─── Extracted information ───
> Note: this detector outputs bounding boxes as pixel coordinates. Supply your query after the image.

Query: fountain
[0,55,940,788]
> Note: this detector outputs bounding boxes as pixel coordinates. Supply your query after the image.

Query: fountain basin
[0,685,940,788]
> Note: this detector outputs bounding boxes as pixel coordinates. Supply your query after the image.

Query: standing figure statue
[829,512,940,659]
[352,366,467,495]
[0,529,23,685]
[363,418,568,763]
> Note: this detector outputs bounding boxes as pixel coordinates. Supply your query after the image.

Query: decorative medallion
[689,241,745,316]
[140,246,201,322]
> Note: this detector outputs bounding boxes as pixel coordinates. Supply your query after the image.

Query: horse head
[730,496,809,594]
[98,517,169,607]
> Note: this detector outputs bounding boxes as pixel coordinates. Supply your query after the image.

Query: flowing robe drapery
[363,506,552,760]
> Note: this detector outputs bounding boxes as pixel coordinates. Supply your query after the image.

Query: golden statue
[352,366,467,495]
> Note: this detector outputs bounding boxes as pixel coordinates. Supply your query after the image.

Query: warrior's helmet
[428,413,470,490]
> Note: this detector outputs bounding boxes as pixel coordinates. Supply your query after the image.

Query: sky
───
__Work to be completed__:
Please reproduce the data from its beginning through the line containing "[98,517,169,607]", both ends included, scaling every bounding box coordinate by 0.85 and rounding to a whole number, with halves going up. Keep all other text unchanged.

__Answer to this task__:
> Note: this detector outputs bounding boxes as pixel coordinates. Supply your query after the image.

Query: fountain
[0,47,799,670]
> Note: this detector outputs bounding boxes as pixel coordinates. Supply your query after the image.

Query: fountain basin
[0,582,799,670]
> Note: this detector outputs bounding boxes as pixel coordinates. Supply your query after the image.

Query: standing figure statue
[705,435,799,560]
[299,311,397,421]
[0,450,20,582]
[309,355,483,649]
> Note: this detector outputs bounding boxes as pixel coordinates. Supply your query after the image.

Query: decorative medallion
[586,205,633,269]
[119,209,171,274]
> Note: this detector outputs bounding boxes as pixel coordinates. Supply your query after the image.

Query: horse head
[621,422,688,505]
[83,439,144,516]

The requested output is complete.